Stated task
Return every line of the listing that contains the string "hand", copied verbatim.

━━━━━━━━

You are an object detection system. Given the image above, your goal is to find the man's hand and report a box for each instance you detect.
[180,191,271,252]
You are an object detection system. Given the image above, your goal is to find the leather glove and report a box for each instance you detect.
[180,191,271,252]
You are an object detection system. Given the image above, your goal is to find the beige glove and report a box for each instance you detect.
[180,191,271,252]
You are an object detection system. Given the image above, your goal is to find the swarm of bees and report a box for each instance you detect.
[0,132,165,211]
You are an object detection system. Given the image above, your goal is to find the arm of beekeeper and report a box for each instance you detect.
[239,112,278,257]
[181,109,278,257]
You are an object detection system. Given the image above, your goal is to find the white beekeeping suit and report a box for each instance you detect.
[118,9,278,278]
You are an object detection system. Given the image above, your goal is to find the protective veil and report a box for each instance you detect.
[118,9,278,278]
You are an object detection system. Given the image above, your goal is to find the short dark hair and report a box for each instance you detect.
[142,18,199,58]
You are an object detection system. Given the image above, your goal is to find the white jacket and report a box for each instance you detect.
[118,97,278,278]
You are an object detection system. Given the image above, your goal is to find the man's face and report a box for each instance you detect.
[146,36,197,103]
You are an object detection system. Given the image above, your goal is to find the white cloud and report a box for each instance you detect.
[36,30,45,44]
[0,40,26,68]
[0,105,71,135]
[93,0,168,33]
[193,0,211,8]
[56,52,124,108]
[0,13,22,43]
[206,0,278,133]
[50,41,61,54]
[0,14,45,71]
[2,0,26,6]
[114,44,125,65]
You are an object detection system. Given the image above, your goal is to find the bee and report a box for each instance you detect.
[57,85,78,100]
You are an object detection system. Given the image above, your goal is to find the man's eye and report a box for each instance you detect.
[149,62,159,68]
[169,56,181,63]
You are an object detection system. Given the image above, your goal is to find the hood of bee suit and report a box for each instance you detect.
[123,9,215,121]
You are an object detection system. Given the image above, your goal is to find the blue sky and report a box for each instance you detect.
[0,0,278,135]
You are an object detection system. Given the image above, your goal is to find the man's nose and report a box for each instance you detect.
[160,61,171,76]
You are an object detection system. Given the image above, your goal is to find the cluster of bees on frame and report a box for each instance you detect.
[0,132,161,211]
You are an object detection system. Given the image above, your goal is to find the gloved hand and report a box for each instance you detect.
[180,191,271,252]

━━━━━━━━

Task response
You are an object detection system. Given the image above, your goal is to find the man's hand and report a box for each instance you detect.
You are an object detection system. Given the image above, your goal is to find the gloved hand and report a box for each instance you detect.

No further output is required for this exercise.